## WHAT YOU SHOULD DO
Rewrite every one of the records with "Phrase" swapped for "Description" wherever it appears, keeping everything else the same.
begin DATA FOR THE TASK
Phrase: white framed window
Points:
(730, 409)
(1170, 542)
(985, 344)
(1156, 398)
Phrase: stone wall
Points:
end DATA FOR THE TASK
## FINAL RESULT
Description: white framed window
Points:
(730, 409)
(1170, 542)
(985, 344)
(1156, 398)
Description: stone wall
Points:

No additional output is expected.